## The problem:
From the piece on insurance credit scores, quote the passage that begins at the words "Cherry-picking about 30" and stops after the words "premium, on average.".

THE SECRET SCORE BEHIND YOUR RATES

You’ve heard of the FICO credit score? Meet the version insurers use to figure how much they can charge you for a policy—a score they have no legal obligation to show you.

Published: July 30, 2015

How your credit score raises your premium

Your score is used to measure your creditworthiness—the likelihood that you’ll pay back a loan or credit-card debt. But you might not know that car insurers are also rifling through your credit files to do something completely different: to predict the odds that you’ll file a claim. And if they think that your credit isn’t up to their highest standard, they will charge you more, even if you have never had an accident, our price data show.

Cherry-picking about 30 of almost 130 elements in a credit report, each insurer creates a proprietary score that’s very different from the FICO score you might be familiar with, so that one can’t be used to guess the other reliably.

The increase in your premium can be significant.  Our single drivers who had merely good scores paid $68 to $526 more per year, on average, than similar drivers with the best scores, depending on the state they called home.

And your credit score could have more of an impact on your premium price than any other factor. For our single drivers in Kansas, for instance, one moving violation would increase their premium by $122 per year, on average. But a score that was considered just good would boost it by $233, even if they had a flawless driving record. A poor credit score could add $1,301 to their premium, on average.

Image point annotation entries
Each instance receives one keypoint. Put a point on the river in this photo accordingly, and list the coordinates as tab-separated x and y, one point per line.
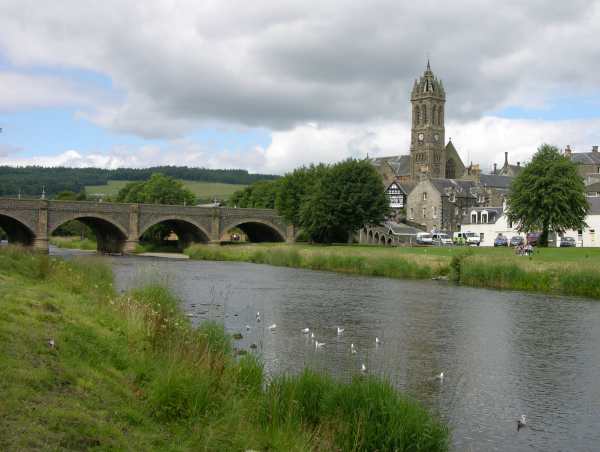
503	354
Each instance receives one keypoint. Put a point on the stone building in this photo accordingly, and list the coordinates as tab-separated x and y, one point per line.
588	163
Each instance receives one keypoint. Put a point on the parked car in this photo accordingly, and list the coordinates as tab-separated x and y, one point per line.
424	238
533	238
467	238
567	242
516	240
441	239
501	241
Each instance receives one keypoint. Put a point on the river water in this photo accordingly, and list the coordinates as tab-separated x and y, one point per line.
503	354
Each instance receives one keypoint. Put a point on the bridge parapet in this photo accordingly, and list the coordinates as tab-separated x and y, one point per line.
119	226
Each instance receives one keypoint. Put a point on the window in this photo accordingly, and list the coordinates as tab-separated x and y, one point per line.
396	196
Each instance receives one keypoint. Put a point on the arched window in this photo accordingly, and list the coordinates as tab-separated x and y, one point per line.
450	169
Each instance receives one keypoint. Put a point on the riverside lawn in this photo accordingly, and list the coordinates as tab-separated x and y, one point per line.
83	368
565	271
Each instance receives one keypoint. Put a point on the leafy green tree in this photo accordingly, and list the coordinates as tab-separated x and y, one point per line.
294	188
347	196
259	195
159	189
548	195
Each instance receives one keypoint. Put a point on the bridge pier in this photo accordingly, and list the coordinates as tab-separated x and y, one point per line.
40	242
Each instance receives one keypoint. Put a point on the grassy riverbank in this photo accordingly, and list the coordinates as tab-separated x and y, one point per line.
73	243
83	368
566	271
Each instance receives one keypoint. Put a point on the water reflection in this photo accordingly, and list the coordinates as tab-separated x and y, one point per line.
503	354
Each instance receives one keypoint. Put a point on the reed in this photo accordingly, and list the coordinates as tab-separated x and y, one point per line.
128	372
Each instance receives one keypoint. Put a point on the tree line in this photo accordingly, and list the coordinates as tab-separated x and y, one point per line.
30	180
327	202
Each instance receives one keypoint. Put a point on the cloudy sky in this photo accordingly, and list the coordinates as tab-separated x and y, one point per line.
270	85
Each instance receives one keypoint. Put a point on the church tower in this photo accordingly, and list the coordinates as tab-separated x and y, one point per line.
427	152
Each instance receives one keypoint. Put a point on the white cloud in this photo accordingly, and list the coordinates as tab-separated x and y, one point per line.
482	141
282	64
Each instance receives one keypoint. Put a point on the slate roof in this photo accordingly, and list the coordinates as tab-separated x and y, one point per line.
459	186
495	181
400	164
586	158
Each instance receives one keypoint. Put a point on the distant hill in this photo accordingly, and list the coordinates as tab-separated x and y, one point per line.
29	180
204	191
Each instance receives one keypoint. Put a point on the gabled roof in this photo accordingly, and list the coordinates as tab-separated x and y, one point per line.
586	158
400	164
495	181
460	187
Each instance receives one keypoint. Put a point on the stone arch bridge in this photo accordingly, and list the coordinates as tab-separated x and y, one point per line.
119	227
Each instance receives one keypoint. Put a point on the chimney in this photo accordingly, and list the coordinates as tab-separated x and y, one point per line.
568	151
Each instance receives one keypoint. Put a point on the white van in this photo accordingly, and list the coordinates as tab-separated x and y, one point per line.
469	238
441	239
424	238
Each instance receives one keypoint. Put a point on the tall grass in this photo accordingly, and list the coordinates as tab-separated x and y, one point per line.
468	267
129	372
391	267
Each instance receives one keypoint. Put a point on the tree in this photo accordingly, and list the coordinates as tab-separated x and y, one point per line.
346	196
548	195
159	189
294	188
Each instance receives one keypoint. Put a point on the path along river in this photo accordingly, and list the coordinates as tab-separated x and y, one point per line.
503	354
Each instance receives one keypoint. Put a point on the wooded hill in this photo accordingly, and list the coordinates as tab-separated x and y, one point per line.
29	180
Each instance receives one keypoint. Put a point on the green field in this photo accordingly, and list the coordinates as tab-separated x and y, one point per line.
565	271
202	190
85	368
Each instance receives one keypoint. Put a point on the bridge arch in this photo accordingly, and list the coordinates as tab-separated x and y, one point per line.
16	231
256	230
110	235
187	230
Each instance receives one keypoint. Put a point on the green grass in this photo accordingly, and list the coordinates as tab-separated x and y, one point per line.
127	372
73	243
566	271
203	190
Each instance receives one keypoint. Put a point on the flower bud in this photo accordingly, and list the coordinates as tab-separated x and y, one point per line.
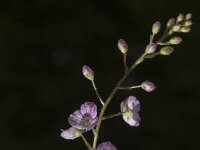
166	50
188	16
188	23
176	27
88	72
123	47
175	40
151	48
185	29
148	86
171	22
156	27
180	18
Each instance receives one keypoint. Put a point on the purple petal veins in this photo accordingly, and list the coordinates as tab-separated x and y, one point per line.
130	108
85	118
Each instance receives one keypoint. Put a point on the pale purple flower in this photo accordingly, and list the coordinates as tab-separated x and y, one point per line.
130	108
71	133
106	146
85	118
123	47
88	72
151	48
148	86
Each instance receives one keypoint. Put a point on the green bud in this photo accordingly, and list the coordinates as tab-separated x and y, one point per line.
188	23
185	29
180	18
188	16
123	47
156	27
167	50
176	27
175	40
171	22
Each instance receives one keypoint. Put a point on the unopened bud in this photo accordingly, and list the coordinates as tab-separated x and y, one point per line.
156	27
185	29
148	86
166	50
171	22
176	28
175	40
151	48
88	72
180	18
188	23
123	47
188	16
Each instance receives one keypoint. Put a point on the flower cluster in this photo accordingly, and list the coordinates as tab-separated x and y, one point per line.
87	117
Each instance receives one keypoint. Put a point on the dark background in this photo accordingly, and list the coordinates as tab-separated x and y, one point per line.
43	46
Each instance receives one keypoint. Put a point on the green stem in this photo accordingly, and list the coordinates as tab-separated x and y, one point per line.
134	65
112	116
86	142
138	61
97	93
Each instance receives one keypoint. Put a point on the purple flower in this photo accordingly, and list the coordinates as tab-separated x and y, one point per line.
85	118
148	86
71	133
123	47
151	48
130	108
106	146
88	72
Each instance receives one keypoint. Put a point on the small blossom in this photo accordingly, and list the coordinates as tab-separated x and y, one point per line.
148	86
171	22
106	146
85	118
176	27
123	47
175	40
71	133
88	72
151	48
188	16
185	29
130	108
156	27
166	50
180	18
188	23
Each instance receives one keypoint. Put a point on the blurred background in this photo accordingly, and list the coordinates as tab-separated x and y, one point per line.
43	46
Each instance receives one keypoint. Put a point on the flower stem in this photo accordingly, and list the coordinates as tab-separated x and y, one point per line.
130	87
112	116
86	142
138	61
134	65
97	93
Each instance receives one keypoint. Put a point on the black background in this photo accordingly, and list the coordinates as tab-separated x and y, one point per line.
45	43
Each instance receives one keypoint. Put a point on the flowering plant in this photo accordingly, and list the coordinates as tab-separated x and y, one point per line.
87	119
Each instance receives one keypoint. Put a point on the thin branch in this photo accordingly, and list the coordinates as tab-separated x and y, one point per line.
97	93
129	87
86	142
152	55
134	65
112	116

## Exercise solution:
Cherry-picking about 30 of almost 130 elements in a credit report, each insurer creates a proprietary score that’s very different from the FICO score you might be familiar with, so that one can’t be used to guess the other reliably.

The increase in your premium can be significant.  Our single drivers who had merely good scores paid $68 to $526 more per year, on average, than similar drivers with the best scores, depending on the state they called home.

And your credit score could have more of an impact on your premium price than any other factor. For our single drivers in Kansas, for instance, one moving violation would increase their premium by $122 per year, on average. But a score that was considered just good would boost it by $233, even if they had a flawless driving record. A poor credit score could add $1,301 to their premium, on average.